WORK INSTRUCTION A: Reproduce the forum thread on body art word for word from "## SKPC (May" to "Nashman (May 4, 2021)".
WORK INSTRUCTION B:
Answer each question from the forum thread on body art on its own line, marked as shown:
(i) How old does the writer say he is now after describing being very fit?
(ii) How old is the daughter who smiled at the "pony tail"?
(iii) What was the son's first tattoo in the post quoted from jimbo53?

EXCERPTED PASSAGE:

____

As far as sharing the art with others, that's another story. Body art on an aging or unfit person is just "gag" in my opinion. Wrinkles and sags tend to distort even good artwork. Face it, none of us can look "buff" all our lives ( if we ever were). Even arms on dudes that were well muscled turn to flab eventually and that anchor is sinking fast, not to mention the set of man boobs that were once "pecs" of steel.

I look at photo's in an album, (made some albums up for my kids and 93 year old Dad / pre-digetal,but still make prints sometimes) or on my computer to remember timelines in my life. I used to be really fit ( worked out on weights, ran, skiied, swam, cycled and had a physical job) and now I'm 64 and not what I used to look like. Balding and chunkier ( sh** locker) but hey, I'm old. Ha!! I was still pretty "ripped" into my early 50's and now I just accept decline. Bad heart, bad feet, knees are a bit wonky, lower back has been sketchy most of my life, but it is what it is. I like food and lots of beer too, just can't burn it off like I used to.

I used to laugh to myself when I'd see guys over 50 with balding heads and tiny ponytails. Denial of going bald. Well, now that's me. I haven't had a haircut in over a year and unless I tie it back, I look scary and it's a hassle hanging in my eyes and mouth. If I get it cut, I'm afraid there will be nothing left. So I'm kinda being a conformist here, but because I want to and not trying to follow anyone, but holding onto the little vanity I have left. My 23 year old daughter was smiling at my "pony tail" on the weekend when I visited her ( she has some tattoo's) on my motorcycle. My 30 year old son had an ear pierced many years ago, let it grow in and has zero tats/body art.


----------



## catfish (May 4, 2021)




----------



## catfish (May 4, 2021)




----------



## SKPC (May 4, 2021)

No way, never.   Reminds me of one of many wise tips from my Dad that over the years made more and more sense as time passed ....
_*"Don't do something just because everyone else does it."*_


----------



## Nashman (May 4, 2021)

jimbo53 said:


> My son moved from NC to CA and wanted to get a tattoo to commemorate his home state. His first tattoo was of the Wright brothers Flyer. And then it started...you can’t stop with one, and this is where we are today. I am in awe of these and the artistry it took. My son is a Mechanical Engineer so he gets big cred at work.

____

RECORDED DATA:
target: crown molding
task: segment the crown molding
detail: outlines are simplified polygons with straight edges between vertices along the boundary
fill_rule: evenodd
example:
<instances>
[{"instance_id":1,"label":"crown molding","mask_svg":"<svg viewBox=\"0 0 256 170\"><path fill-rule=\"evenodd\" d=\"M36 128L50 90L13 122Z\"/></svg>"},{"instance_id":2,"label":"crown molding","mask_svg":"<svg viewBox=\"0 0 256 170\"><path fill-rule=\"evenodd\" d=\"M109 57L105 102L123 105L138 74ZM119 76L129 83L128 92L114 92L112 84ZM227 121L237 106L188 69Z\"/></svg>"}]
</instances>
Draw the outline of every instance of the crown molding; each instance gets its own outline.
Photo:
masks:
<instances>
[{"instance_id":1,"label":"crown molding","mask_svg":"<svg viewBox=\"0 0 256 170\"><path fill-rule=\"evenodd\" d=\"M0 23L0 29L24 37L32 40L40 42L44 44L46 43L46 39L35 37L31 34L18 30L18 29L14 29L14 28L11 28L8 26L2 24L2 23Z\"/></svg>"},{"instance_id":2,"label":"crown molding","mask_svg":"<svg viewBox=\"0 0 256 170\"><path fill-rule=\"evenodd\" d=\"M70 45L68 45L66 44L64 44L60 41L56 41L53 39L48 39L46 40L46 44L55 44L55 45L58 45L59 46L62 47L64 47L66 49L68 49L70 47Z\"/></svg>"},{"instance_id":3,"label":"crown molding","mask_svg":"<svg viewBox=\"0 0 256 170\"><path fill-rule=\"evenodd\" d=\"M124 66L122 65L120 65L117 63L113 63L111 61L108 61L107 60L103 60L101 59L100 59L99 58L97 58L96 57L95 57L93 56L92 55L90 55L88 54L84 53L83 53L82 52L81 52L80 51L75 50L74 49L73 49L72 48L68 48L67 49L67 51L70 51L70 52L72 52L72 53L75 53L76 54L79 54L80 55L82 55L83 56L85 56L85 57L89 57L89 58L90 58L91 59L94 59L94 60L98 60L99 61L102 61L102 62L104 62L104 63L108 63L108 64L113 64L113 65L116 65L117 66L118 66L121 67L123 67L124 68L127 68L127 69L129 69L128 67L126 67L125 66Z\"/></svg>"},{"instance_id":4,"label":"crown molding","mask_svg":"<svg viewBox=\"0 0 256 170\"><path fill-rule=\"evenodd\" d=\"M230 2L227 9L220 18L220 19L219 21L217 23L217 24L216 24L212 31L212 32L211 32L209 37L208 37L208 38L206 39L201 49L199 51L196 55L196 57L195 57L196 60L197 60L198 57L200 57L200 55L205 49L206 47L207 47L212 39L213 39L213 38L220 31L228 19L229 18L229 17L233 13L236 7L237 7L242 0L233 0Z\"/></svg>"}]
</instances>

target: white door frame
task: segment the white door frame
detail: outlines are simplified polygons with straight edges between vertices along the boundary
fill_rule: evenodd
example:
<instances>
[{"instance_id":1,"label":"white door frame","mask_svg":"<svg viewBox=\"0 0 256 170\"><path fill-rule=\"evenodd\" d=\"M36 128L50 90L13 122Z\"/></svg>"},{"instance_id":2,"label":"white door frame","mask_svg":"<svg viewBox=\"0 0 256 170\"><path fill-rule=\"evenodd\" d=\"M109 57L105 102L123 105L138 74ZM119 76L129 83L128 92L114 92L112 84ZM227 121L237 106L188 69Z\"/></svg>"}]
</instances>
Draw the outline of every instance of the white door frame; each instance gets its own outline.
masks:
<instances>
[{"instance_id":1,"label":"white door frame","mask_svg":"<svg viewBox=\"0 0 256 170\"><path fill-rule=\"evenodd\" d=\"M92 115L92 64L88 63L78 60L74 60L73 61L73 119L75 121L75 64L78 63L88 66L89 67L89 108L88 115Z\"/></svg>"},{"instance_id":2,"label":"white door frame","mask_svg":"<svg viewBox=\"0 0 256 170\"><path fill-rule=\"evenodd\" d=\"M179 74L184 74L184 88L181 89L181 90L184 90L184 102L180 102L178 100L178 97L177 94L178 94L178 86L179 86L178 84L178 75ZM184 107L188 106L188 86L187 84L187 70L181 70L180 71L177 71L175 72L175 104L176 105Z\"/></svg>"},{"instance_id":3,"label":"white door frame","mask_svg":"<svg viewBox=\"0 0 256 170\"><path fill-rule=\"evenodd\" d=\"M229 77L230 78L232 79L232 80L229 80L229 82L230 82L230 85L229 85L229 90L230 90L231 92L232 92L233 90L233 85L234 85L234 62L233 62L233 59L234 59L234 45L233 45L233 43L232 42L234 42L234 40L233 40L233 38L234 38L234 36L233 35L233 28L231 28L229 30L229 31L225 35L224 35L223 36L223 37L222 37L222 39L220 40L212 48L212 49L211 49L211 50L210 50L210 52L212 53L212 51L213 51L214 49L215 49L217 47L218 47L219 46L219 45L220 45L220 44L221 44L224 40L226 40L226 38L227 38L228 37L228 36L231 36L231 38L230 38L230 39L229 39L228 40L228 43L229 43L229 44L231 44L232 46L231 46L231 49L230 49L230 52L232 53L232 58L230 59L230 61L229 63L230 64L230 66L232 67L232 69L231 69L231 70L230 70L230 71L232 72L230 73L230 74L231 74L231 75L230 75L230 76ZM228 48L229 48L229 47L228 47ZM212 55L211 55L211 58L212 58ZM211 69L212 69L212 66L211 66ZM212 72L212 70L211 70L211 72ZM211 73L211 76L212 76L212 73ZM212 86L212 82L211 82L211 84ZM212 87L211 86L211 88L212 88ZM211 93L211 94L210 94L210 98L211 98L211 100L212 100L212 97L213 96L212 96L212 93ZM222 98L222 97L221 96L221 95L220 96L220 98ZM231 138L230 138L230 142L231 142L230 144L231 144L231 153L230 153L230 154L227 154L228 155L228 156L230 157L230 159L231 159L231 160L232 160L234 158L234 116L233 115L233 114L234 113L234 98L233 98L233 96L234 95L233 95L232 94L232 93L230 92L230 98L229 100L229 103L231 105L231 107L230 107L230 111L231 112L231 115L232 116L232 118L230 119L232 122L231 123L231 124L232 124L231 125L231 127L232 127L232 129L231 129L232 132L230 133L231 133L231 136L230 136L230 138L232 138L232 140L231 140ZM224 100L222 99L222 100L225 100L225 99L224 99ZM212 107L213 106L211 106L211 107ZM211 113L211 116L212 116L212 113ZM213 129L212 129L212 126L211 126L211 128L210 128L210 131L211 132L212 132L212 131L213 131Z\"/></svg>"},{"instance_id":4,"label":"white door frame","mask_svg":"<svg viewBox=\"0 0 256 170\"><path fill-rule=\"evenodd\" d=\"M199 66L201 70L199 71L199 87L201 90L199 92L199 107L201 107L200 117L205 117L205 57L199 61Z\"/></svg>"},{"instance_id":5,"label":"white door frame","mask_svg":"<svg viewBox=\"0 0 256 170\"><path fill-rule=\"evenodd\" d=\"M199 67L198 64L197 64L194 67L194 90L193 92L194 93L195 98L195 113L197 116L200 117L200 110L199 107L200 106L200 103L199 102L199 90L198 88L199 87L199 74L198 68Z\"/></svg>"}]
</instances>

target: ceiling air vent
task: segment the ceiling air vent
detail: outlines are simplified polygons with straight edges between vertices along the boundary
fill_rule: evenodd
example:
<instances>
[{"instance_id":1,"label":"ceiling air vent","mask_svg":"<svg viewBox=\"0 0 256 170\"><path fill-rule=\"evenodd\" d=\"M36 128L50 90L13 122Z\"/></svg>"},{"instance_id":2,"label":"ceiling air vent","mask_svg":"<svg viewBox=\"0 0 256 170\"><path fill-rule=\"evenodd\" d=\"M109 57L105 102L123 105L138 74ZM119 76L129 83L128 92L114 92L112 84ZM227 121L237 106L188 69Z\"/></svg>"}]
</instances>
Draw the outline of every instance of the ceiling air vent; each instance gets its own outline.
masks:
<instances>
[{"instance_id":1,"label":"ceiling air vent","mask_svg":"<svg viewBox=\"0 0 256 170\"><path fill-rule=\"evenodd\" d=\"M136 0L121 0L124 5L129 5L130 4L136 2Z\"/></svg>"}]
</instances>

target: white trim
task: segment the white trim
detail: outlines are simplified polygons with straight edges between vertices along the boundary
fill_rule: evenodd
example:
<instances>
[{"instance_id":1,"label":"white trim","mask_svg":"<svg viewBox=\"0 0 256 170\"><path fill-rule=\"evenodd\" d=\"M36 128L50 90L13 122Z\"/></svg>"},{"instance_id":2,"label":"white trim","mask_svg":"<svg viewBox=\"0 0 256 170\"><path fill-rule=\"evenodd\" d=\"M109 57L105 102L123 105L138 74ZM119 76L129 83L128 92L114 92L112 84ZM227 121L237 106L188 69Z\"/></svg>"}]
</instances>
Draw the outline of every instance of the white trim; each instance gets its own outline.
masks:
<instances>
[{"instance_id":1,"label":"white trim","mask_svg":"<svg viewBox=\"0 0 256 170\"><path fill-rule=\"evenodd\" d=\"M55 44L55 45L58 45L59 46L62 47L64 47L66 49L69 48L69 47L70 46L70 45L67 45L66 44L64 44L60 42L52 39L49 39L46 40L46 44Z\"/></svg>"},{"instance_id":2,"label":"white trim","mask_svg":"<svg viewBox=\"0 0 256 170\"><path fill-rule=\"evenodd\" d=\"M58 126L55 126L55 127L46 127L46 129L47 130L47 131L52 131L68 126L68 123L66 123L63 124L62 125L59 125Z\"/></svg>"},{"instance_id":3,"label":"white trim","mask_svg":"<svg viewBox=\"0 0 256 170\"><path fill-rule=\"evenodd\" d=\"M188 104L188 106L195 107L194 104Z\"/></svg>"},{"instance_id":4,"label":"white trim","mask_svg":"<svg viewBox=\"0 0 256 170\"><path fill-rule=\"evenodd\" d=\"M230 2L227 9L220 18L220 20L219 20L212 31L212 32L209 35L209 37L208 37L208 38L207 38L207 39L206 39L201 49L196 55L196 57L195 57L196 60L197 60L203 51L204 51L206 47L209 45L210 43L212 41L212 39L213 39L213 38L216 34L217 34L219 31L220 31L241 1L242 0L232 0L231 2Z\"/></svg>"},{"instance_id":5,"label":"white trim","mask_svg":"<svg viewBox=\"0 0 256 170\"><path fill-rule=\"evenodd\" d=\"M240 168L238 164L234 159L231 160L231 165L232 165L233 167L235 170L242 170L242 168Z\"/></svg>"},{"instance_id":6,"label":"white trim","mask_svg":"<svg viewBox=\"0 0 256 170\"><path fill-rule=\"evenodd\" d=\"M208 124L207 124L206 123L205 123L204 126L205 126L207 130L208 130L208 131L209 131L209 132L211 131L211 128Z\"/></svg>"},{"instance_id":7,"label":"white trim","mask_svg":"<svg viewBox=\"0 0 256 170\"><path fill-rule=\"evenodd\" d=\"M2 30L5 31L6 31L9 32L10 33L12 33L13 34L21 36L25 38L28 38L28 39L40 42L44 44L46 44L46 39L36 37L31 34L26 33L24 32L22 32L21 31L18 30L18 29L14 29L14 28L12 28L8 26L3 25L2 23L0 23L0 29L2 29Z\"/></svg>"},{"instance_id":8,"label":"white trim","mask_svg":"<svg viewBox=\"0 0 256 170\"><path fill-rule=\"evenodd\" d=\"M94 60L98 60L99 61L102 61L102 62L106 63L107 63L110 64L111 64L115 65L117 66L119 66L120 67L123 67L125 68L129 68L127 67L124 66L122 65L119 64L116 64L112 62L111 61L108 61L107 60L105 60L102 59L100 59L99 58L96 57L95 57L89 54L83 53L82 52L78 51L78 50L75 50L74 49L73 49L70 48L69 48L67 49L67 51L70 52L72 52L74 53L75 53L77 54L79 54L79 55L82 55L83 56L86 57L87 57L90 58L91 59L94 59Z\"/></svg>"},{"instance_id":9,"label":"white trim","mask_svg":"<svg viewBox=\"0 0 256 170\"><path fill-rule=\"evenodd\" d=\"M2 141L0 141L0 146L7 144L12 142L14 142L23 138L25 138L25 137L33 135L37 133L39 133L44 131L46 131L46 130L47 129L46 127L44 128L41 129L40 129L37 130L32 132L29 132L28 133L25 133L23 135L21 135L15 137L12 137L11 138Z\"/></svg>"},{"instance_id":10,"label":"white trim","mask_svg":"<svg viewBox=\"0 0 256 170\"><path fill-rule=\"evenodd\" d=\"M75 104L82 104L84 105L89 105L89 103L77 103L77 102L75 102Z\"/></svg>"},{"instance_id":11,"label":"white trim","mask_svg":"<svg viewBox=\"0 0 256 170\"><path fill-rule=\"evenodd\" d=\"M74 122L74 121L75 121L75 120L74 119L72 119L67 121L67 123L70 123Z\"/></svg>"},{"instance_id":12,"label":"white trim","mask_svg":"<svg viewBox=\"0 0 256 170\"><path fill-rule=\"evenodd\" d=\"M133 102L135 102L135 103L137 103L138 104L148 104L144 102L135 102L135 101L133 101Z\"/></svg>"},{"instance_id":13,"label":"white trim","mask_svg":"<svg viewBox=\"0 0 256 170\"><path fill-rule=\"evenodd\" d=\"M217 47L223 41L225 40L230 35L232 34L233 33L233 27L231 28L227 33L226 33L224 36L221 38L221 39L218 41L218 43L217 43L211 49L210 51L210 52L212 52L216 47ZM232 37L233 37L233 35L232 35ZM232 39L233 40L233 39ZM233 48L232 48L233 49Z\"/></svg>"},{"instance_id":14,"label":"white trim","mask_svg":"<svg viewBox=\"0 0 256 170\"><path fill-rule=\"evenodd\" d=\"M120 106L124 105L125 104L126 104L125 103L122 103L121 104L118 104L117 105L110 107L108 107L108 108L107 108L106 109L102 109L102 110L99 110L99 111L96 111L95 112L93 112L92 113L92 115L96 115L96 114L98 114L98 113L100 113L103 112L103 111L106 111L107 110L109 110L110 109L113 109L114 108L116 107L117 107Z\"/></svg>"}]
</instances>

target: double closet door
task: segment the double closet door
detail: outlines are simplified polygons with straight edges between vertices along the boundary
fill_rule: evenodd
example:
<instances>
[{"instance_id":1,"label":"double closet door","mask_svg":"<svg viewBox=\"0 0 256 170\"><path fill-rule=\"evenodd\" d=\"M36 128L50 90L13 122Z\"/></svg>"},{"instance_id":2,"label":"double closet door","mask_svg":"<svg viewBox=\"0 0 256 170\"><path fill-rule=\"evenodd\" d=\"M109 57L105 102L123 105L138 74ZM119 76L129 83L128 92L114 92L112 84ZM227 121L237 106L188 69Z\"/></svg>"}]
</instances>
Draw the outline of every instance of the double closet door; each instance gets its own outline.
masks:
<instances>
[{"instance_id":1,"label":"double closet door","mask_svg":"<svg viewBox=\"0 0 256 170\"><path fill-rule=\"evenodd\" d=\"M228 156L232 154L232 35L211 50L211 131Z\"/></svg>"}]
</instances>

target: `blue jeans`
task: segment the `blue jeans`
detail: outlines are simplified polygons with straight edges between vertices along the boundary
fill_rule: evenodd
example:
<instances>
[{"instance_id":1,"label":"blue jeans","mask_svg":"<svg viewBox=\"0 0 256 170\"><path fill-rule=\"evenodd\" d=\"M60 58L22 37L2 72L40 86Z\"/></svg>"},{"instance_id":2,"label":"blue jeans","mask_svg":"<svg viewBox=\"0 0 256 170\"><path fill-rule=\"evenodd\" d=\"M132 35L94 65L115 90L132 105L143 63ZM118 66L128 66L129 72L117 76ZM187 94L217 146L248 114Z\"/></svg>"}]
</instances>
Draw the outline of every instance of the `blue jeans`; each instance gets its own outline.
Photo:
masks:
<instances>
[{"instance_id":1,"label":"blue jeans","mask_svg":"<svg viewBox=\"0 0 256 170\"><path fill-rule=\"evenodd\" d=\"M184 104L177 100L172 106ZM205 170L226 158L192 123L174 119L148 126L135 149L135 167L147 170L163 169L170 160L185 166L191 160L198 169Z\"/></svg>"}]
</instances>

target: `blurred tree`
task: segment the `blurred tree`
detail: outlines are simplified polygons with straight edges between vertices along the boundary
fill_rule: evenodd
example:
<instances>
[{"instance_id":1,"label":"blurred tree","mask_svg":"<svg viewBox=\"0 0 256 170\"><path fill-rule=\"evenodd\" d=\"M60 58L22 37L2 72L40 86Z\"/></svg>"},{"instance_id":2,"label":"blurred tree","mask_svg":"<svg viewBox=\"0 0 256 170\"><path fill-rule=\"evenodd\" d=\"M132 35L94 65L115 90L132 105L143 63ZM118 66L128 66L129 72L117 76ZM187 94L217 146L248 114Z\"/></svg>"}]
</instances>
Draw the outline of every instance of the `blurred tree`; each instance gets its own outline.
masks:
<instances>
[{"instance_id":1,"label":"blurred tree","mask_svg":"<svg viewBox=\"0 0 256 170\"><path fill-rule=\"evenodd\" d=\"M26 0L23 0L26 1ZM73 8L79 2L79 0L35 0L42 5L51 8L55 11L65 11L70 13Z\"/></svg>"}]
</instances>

____

EXERCISE OUTPUT A:
## SKPC (May 4, 2021)

No way, never.   Reminds me of one of many wise tips from my Dad that over the years made more and more sense as time passed ....
_*"Don't do something just because everyone else does it."*_


----------



## Nashman (May 4, 2021)

EXERCISE OUTPUT B:
(i) 64
(ii) 23
(iii) The Wright brothers Flyer